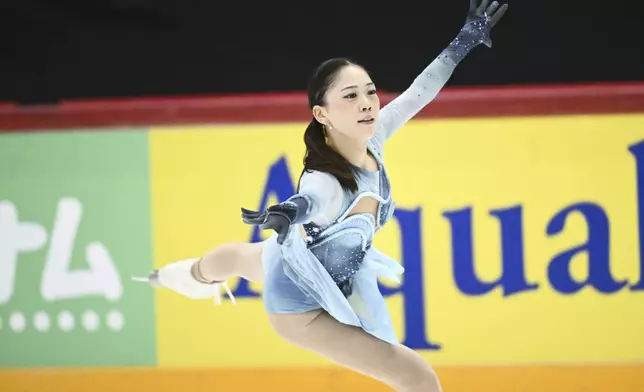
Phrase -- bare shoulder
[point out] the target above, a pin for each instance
(320, 181)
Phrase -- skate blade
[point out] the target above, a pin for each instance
(152, 279)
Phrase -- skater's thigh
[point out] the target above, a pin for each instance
(352, 347)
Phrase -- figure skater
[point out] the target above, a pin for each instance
(320, 270)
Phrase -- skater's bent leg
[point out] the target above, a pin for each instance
(233, 259)
(397, 366)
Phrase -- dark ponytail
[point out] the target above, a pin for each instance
(319, 155)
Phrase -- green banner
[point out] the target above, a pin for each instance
(74, 226)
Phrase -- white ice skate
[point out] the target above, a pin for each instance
(178, 277)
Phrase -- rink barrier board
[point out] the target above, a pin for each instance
(564, 378)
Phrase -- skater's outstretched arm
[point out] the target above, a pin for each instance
(428, 84)
(319, 200)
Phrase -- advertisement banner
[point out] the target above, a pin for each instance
(521, 237)
(74, 226)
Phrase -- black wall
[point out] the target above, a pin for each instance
(55, 50)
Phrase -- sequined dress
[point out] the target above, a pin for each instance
(336, 267)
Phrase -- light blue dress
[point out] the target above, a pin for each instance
(336, 267)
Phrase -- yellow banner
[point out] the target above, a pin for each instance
(521, 238)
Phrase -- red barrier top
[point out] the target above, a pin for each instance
(292, 107)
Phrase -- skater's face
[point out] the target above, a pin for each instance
(351, 105)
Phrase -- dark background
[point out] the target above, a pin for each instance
(54, 50)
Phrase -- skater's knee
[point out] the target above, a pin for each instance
(292, 327)
(419, 378)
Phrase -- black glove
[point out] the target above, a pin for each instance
(476, 30)
(279, 217)
(485, 15)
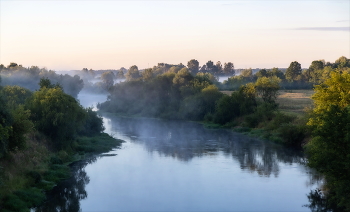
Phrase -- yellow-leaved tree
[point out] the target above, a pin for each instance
(329, 149)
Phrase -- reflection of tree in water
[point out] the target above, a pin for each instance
(185, 140)
(66, 195)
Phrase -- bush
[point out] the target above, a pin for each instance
(292, 134)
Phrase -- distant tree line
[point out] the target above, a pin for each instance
(293, 78)
(29, 78)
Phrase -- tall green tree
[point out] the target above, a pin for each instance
(328, 151)
(133, 73)
(56, 114)
(193, 66)
(293, 71)
(229, 68)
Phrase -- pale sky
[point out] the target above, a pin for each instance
(66, 35)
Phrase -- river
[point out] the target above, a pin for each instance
(182, 166)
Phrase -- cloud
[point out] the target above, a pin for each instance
(324, 28)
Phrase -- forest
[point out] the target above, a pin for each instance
(42, 122)
(322, 131)
(41, 133)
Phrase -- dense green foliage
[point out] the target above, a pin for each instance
(40, 133)
(330, 146)
(294, 77)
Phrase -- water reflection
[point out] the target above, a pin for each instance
(189, 185)
(66, 195)
(186, 140)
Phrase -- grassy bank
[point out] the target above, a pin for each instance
(28, 173)
(286, 125)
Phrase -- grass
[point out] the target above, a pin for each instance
(292, 102)
(295, 102)
(26, 174)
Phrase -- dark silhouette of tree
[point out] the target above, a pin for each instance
(193, 66)
(293, 71)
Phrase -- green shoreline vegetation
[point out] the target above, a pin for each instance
(258, 104)
(42, 132)
(192, 93)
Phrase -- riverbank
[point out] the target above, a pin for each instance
(27, 174)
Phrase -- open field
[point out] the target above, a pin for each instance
(295, 101)
(292, 101)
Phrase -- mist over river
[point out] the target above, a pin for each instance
(182, 166)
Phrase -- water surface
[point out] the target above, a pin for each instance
(182, 166)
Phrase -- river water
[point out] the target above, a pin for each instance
(182, 166)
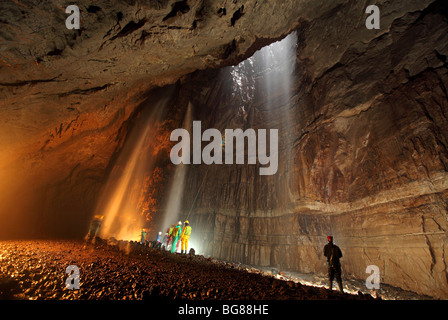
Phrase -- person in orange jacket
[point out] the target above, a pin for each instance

+===+

WRITTEN TASK —
Your copy should consist only of the lines from the line holding "Phrase -- dense green foliage" through the final line of the listing above, both included, with all pictures omitted.

ANSWER FOR THE TASK —
Phrase -- dense green foliage
[point out] the target above, a pin for each instance
(40, 133)
(330, 146)
(294, 77)
Phrase -- water reflection
[point out] the target above, a pin for each instance
(189, 185)
(66, 195)
(186, 140)
Phrase -- grassy bank
[point out] the target above, a pin for each instance
(28, 173)
(286, 125)
Phrase -- grass
[point out] the target above, a pin for each instance
(292, 102)
(295, 102)
(26, 174)
Phrase -- dark silhouette of tree
[point out] the target above, a pin for each instance
(193, 66)
(293, 71)
Phrase -- green shoreline vegetation
[point out] the target above, a pin for each instance
(258, 104)
(42, 132)
(192, 93)
Phrase -- riverbank
[point out] the target above, a pin for each instance
(27, 174)
Phrase -- open field
[point out] the target above, a pin for each instance
(295, 101)
(292, 101)
Phrase -- mist over river
[point out] the target above, a pin for each instance
(182, 166)
Phrase -- water surface
[point out] the target above, a pin for each instance
(182, 166)
Phrase -- river water
[point out] the target above, a pin for each instance
(182, 166)
Phrase -- person in orange jacket
[point out] the target above, a pin for each instance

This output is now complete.